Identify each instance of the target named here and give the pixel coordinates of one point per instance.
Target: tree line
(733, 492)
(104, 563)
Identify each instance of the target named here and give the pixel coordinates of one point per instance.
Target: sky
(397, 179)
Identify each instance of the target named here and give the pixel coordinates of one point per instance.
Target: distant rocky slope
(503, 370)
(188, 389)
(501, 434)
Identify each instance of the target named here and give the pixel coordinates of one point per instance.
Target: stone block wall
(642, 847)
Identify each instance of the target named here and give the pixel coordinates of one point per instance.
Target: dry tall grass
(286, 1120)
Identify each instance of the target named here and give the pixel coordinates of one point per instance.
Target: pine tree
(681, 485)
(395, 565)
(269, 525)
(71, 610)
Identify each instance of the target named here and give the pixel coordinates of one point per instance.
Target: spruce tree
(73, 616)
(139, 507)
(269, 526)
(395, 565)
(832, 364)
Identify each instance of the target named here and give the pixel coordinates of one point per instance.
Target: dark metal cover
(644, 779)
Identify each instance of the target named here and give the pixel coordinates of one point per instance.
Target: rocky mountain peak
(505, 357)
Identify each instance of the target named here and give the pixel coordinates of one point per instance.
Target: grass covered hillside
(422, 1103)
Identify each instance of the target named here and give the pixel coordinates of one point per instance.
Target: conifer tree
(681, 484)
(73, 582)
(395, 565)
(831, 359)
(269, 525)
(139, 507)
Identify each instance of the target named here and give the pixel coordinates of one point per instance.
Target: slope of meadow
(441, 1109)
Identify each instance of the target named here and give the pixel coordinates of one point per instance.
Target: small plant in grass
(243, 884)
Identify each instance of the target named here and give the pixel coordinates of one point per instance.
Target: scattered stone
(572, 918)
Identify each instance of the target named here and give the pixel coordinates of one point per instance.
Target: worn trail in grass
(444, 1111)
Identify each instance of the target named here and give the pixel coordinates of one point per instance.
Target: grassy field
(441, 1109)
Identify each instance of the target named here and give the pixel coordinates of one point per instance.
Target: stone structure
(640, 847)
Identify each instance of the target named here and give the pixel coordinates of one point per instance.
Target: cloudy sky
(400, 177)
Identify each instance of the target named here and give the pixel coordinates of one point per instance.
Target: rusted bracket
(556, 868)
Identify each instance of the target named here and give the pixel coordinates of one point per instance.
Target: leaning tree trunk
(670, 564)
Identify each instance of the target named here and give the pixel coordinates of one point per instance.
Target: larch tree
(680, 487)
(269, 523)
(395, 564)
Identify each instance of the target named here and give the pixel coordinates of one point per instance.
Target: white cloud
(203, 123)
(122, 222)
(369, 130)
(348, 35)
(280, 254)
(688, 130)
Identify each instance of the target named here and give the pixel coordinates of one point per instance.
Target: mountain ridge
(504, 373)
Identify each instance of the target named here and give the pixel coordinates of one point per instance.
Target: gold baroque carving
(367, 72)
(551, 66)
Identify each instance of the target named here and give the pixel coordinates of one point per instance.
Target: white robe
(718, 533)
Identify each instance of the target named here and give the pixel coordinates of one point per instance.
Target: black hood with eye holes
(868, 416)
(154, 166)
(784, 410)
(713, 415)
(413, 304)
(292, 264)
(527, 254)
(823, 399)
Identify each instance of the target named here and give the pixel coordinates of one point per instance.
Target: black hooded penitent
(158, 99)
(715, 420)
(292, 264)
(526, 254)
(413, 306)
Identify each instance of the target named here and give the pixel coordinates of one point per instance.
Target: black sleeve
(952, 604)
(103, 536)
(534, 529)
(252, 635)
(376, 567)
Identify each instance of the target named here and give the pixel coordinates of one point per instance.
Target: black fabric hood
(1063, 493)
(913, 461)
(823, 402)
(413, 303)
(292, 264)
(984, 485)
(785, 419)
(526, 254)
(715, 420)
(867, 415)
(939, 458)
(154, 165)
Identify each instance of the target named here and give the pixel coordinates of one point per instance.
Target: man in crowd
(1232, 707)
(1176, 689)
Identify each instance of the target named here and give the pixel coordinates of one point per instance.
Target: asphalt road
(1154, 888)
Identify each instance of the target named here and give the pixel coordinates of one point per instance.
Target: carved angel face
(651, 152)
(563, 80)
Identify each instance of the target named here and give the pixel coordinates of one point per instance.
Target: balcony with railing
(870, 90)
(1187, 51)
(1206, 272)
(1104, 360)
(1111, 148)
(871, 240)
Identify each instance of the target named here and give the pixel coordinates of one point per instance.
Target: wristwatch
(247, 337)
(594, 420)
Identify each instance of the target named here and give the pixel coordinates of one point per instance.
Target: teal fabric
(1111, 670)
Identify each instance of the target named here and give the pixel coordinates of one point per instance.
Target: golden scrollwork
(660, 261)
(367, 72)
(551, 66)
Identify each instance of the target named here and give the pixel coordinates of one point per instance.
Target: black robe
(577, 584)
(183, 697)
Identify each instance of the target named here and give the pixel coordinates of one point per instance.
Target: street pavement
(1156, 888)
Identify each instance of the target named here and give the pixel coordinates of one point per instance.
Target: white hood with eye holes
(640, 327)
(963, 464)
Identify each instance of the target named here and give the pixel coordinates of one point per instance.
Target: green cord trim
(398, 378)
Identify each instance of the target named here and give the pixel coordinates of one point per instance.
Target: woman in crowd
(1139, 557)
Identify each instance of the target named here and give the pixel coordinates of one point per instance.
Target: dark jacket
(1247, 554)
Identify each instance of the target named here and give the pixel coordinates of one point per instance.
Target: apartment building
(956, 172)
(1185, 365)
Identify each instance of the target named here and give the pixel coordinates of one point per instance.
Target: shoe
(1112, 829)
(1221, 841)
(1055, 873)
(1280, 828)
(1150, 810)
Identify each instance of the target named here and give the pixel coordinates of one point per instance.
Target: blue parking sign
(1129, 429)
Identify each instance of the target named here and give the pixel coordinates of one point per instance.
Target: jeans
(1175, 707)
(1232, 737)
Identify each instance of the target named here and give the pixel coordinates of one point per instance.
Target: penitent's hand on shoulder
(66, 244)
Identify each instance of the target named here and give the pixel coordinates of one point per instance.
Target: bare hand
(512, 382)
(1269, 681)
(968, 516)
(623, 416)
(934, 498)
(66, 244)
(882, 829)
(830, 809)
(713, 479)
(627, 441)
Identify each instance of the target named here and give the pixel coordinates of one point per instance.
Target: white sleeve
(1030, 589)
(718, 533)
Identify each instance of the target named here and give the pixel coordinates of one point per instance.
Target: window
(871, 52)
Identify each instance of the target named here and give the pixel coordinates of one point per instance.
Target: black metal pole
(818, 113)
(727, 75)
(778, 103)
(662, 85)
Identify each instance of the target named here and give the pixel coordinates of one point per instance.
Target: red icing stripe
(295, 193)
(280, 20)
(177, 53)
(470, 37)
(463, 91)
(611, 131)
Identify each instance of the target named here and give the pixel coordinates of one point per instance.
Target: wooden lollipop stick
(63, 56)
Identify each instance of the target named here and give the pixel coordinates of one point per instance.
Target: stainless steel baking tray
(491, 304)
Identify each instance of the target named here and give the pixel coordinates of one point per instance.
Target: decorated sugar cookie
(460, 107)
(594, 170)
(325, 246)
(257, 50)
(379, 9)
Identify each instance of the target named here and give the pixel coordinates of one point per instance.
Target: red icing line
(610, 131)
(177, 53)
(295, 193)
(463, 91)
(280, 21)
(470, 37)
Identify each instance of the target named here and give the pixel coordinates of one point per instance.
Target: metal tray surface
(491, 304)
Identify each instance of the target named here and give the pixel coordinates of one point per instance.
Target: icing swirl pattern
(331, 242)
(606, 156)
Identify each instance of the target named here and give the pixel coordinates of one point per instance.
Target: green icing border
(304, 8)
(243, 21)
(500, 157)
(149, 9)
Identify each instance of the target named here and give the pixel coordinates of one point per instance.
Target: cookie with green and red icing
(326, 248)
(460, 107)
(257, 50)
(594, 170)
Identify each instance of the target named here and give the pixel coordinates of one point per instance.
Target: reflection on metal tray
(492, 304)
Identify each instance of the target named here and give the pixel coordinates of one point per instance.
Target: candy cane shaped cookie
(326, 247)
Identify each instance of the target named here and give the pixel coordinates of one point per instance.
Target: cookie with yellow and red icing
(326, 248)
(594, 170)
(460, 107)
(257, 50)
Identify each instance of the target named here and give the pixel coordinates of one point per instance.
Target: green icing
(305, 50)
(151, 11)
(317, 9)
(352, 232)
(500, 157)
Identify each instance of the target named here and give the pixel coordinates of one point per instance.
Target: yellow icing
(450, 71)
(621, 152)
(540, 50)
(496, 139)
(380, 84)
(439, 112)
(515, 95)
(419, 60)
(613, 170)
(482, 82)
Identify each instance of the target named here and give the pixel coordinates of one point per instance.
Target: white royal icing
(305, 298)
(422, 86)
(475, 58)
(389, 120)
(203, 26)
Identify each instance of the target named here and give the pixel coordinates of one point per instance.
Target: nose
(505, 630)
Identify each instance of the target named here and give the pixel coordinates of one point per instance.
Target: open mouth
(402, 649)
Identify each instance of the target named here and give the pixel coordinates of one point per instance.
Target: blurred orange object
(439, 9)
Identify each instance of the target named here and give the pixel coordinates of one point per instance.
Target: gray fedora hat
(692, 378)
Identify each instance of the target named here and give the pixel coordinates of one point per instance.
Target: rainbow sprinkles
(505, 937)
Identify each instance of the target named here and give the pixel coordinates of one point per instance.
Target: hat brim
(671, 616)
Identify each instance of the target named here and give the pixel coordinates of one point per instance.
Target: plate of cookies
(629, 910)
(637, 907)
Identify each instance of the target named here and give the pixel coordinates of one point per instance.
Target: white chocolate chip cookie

+ + + + +

Objective >>
Rewrite the entries from the start through the line containing "(444, 1111)", inclusive, changing "spruce tree" to "fir tree" and leaving everything else the same.

Result of this task >>
Identify each instance of the target named here and give the pixel coordinates of one point per instance.
Target: tree line
(733, 492)
(104, 563)
Identify each instance of the target named here and give the pixel coordinates of one point per instance.
Target: sky
(397, 179)
Identify each instance of the target named here and give the pixel coordinates of one point per instance.
Target: distant rocky slope
(503, 370)
(188, 389)
(501, 434)
Identify each instance of the target named here and give the pixel coordinates of one point per instance.
Target: stone block wall
(642, 847)
Identify each instance of the target named here and give the pixel coordinates of one point per instance.
Target: dry tall grass
(286, 1120)
Identify each instance of the target named here and give the pixel coordinates of one point per instance.
Target: pine tree
(681, 485)
(395, 565)
(269, 525)
(71, 610)
Identify each instance of the target named here and give the pixel coordinates of one point per instance.
Target: fir tree
(73, 616)
(139, 507)
(269, 526)
(395, 565)
(832, 364)
Identify each instance of the target named here and give the pixel coordinates of one point per instance.
Target: dark metal cover
(644, 779)
Identify each instance of the target named here and give the pixel coordinates of one point per instance.
Target: rocky mountain peak
(505, 357)
Identify each instance of the target named here and give the pixel coordinates of one point per instance.
Target: grass covered hillside
(422, 1103)
Identify each instance of the target named here and give the pixel coordinates of one point per instance.
Target: conifer tree
(681, 484)
(73, 582)
(395, 565)
(831, 359)
(269, 525)
(139, 507)
Identify each instance of the target named here and give the pixel coordinates of one point per instance.
Target: slope of meadow
(441, 1109)
Identify each instance of the target named here and give the pixel coordinates of one point per instance.
Target: small plant in grass
(243, 884)
Identify each instance of the target named here and give the pixel coordinates of one point per instance.
Target: scattered stone
(572, 918)
Identify each instance of the target named here and give the pixel coordinates of one point per instance.
Target: worn trail in grass
(444, 1111)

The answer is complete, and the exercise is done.